10. Bismuth tribromide is hygroscopic and should be handled in a glove box. Use of wet BiBr₃ in this reaction significantly lowers the yield of the product.

11. The reaction is highly exothermic. However, the exotherm is easily controlled by external cooling and slow (10 min) addition of trimethylacetaldehyde.

12. The reaction is monitored by TLC on silica gel (2% ethyl acetate in n-heptane; product R_f = 0.56, TBS ether R_f = 0.39) and is complete after 30 min at room temperature.

13. Celite (3.0 g) is used on top of a filter paper in a 4.5 cm diameter Büchner funnel.

14. The evaporation of n-heptane removes any residual acetonitrile that causes poor separation of the product from the silicon by-products.

15. The spectral data for 2,3-dihydro-2-(2',2'-dimethylethoxy)-1H-indene are as follows: ¹H NMR pdf (400 MHz, CDCl₃) δ: 0.90 (s, 9 H), 2.95 (dd, J = 5.2, 16.0 Hz, 2 H), 3.13 (s, 2 H), 3.16 (dd, J = 6.8, 16.0 Hz, 2 H), 4.26–4.33 (m, 1 H), 7.13–7.16 (m, 2 H), 7.17-7.21 (m, 2 H); ¹³C NMR (100 MHz, CDCl₃) δ: 26.8, 32.0, 39.4, 79.6, 80.7, 124.6, 126.3, 141.2; IR (neat): 2952, 2866, 1480, 1362, 1110, 1091 cm⁻¹; Calcd for C₁₄H₂₀O: 204.1514; found: 204.1516 ([M⁺]).

16. The product is >99% pure as determined by GC analysis performed under the same conditions as described in (Note 8). The retention time of the product is 6.7 min.
--- --- ---
Your tasks
**A)** Decide whether each statement agrees with the notes, and quote the words that settle each case: (i) Bismuth tribromide should be handled in a glove box. (ii) The reaction is complete after 10 minutes at room temperature. (iii) GC analysis shows the product to be more than 99% pure.
**B)** According to the notes, what does the evaporation of n-heptane remove?
**C)** From the notes, extract the passage from "14. The evaporation" up to and including "is 6.7 min.".
The records that come after these notes have no connection to them.
--- --- ---
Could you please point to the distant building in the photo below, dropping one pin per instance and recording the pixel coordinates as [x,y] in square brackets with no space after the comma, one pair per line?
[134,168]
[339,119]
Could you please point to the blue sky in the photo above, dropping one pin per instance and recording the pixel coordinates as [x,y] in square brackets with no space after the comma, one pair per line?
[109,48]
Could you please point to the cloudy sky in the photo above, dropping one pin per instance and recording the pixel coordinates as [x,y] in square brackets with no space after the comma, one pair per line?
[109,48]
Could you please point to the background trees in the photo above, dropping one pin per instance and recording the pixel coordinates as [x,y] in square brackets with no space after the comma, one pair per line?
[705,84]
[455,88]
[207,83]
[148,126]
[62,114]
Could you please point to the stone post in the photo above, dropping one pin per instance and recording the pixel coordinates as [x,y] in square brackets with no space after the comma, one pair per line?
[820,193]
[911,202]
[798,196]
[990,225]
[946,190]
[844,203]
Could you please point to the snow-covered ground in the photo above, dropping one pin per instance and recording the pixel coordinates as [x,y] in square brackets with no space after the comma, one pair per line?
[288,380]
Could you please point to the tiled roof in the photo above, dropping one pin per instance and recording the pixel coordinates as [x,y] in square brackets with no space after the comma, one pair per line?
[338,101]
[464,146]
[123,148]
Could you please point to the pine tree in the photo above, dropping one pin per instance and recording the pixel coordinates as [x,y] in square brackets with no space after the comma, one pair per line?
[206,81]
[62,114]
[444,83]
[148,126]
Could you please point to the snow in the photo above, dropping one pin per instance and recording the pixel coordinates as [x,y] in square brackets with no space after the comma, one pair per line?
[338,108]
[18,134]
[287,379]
--- --- ---
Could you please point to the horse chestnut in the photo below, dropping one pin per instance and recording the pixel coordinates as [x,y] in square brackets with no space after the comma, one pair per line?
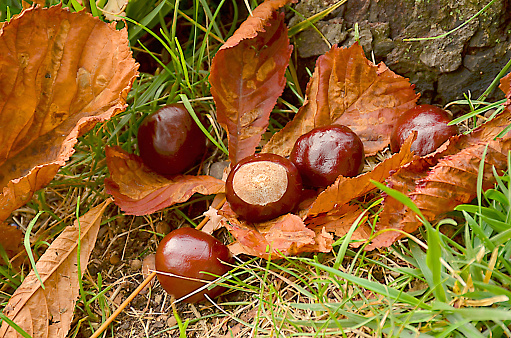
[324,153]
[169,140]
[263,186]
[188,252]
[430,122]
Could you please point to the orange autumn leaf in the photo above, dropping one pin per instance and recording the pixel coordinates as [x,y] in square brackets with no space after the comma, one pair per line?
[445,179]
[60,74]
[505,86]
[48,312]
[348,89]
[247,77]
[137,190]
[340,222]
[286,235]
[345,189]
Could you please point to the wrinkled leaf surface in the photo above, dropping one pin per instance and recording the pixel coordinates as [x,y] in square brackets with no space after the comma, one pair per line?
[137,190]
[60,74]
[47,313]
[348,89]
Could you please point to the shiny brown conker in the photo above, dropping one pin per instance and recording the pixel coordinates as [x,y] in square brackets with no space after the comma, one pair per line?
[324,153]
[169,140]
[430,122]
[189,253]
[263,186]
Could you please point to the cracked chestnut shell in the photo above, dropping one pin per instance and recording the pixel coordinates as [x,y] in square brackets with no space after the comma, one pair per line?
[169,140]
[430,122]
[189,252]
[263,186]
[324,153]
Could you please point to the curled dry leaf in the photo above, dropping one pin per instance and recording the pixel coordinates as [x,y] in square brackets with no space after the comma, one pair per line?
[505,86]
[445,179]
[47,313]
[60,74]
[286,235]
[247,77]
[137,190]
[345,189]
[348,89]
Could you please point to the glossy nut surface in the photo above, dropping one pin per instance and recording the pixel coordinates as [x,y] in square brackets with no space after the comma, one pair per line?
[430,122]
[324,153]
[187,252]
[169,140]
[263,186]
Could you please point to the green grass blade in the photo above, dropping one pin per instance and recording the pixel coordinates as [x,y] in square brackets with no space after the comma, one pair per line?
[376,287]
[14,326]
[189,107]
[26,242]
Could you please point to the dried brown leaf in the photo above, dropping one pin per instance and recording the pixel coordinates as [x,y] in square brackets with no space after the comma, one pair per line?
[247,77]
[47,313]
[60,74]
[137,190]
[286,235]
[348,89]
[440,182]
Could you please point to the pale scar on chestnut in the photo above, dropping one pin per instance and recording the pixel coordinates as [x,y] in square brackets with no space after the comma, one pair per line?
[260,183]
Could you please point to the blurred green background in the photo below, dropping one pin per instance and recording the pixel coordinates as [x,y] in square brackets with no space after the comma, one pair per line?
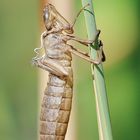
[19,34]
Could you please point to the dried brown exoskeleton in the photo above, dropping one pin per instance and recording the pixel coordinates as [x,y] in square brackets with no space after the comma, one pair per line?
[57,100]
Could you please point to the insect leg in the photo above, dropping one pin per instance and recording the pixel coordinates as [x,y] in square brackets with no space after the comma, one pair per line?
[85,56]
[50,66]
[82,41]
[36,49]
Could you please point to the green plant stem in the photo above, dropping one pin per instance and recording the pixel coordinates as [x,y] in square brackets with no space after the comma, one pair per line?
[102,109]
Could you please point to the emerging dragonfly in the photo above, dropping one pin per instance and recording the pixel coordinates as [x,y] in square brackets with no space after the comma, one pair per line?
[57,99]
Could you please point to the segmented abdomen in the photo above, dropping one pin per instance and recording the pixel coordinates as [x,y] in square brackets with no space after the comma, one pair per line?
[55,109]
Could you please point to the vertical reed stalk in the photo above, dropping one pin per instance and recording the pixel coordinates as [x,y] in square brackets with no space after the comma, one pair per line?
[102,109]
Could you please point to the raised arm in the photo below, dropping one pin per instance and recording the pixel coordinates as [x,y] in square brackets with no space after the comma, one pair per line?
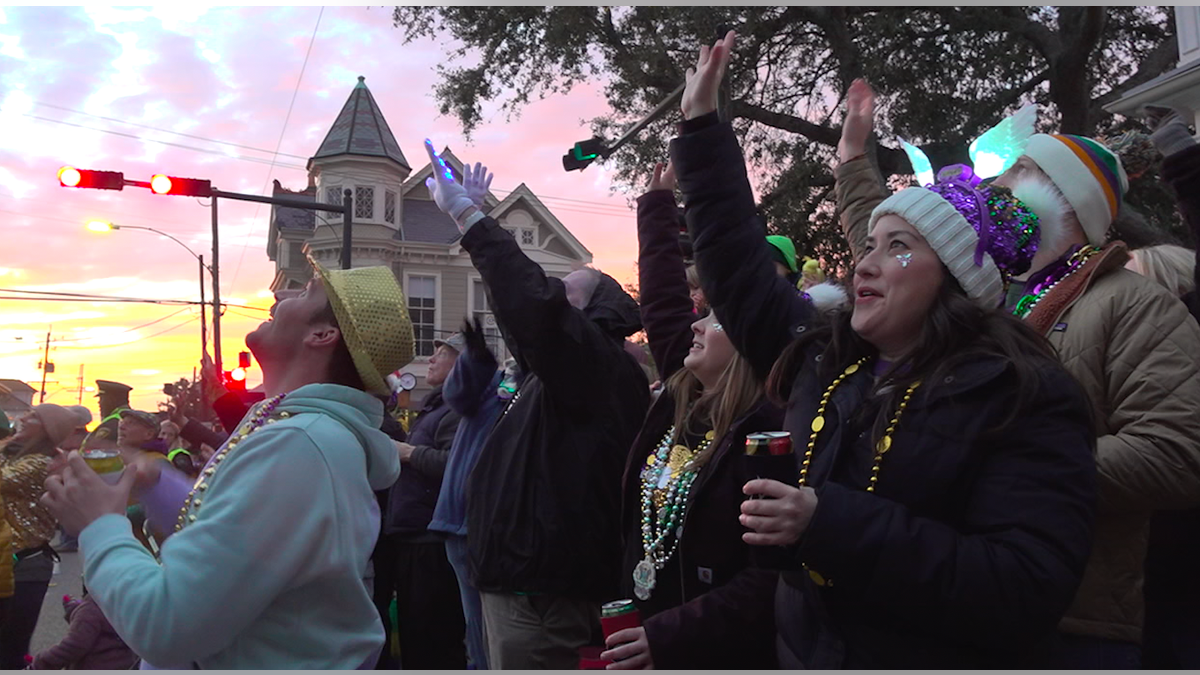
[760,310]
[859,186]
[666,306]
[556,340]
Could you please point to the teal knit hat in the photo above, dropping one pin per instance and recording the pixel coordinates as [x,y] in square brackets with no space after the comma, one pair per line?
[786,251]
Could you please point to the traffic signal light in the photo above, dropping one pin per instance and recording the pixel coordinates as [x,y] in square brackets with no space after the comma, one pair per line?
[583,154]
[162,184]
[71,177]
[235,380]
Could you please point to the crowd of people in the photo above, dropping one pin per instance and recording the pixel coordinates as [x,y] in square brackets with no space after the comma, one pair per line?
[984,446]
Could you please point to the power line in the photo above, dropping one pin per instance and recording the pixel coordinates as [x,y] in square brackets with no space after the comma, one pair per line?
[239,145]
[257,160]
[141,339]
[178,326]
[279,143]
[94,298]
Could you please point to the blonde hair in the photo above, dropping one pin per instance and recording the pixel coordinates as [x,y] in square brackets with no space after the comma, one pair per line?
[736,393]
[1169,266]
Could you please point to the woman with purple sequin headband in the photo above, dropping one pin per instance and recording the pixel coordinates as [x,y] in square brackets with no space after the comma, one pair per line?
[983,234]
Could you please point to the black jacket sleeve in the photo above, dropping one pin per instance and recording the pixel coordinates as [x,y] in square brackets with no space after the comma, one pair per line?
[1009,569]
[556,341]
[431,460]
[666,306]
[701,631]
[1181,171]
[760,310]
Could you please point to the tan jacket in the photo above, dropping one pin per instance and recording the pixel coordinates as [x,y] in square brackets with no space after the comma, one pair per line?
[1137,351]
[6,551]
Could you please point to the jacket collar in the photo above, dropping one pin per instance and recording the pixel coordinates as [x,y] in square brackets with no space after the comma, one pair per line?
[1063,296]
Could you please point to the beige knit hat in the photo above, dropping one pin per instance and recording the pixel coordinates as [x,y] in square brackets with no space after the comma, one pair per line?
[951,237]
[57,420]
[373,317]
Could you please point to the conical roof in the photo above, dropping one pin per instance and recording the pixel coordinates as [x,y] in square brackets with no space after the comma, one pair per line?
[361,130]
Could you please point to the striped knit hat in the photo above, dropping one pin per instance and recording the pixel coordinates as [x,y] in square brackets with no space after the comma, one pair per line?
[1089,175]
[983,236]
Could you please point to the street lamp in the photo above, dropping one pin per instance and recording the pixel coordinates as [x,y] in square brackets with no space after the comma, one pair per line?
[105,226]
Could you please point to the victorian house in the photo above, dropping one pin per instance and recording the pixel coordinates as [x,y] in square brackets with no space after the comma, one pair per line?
--- --- ---
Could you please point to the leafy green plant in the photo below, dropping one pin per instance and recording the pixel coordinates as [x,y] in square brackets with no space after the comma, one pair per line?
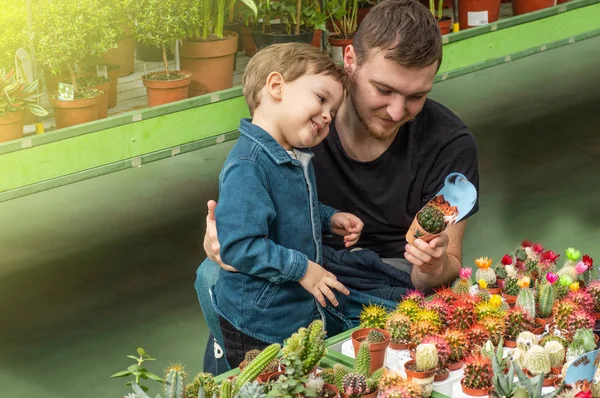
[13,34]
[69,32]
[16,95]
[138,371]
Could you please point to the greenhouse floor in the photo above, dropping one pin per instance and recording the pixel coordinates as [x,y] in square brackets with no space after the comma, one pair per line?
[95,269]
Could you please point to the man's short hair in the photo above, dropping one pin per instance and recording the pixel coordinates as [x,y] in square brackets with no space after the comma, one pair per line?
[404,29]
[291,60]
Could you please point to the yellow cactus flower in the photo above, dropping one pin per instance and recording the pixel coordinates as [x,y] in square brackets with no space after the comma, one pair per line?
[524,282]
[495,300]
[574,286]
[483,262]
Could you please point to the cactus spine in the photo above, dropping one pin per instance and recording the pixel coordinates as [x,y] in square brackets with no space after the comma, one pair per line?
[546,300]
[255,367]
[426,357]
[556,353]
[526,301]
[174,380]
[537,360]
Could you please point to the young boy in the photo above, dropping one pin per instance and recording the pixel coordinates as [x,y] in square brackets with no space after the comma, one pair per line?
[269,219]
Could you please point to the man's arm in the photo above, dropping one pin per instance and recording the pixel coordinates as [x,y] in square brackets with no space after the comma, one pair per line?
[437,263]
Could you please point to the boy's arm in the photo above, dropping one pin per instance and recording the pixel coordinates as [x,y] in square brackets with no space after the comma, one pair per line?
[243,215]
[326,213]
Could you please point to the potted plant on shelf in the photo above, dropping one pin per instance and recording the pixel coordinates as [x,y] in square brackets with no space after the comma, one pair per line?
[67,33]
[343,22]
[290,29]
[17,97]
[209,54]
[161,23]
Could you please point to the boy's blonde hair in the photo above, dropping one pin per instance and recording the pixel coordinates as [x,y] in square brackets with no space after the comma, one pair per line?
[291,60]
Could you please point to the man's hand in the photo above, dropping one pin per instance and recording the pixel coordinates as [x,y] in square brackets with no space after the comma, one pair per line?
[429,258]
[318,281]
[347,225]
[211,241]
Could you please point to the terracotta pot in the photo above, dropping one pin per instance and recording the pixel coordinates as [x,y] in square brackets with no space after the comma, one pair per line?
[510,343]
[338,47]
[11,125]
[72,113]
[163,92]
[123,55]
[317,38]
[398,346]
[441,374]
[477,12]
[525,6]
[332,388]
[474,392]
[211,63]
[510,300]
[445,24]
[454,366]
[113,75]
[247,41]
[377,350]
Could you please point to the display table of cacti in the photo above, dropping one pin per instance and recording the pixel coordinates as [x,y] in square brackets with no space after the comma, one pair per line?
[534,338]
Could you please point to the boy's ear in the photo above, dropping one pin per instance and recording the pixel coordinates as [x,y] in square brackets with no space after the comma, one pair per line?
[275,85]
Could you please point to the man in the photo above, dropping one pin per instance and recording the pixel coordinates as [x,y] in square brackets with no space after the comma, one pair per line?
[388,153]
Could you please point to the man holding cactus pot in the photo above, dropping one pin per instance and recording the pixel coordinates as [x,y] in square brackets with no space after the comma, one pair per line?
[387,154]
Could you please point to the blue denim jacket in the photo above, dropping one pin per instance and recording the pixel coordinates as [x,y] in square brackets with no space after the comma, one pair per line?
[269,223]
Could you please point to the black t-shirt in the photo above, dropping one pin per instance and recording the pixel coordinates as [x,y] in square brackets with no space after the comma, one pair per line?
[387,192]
--- --- ---
Final answers
**A)**
(i) Yes: "should be handled in a glove box"
(ii) No: "is complete after 30 min at room temperature"
(iii) Yes: "The product is >99% pure as determined by GC analysis"

**B)** It removes any residual acetonitrile.

**C)**
14. The evaporation of n-heptane removes any residual acetonitrile that causes poor separation of the product from the silicon by-products.

15. The spectral data for 2,3-dihydro-2-(2',2'-dimethylethoxy)-1H-indene are as follows: ¹H NMR pdf (400 MHz, CDCl₃) δ: 0.90 (s, 9 H), 2.95 (dd, J = 5.2, 16.0 Hz, 2 H), 3.13 (s, 2 H), 3.16 (dd, J = 6.8, 16.0 Hz, 2 H), 4.26–4.33 (m, 1 H), 7.13–7.16 (m, 2 H), 7.17-7.21 (m, 2 H); ¹³C NMR (100 MHz, CDCl₃) δ: 26.8, 32.0, 39.4, 79.6, 80.7, 124.6, 126.3, 141.2; IR (neat): 2952, 2866, 1480, 1362, 1110, 1091 cm⁻¹; Calcd for C₁₄H₂₀O: 204.1514; found: 204.1516 ([M⁺]).

16. The product is >99% pure as determined by GC analysis performed under the same conditions as described in (Note 8). The retention time of the product is 6.7 min.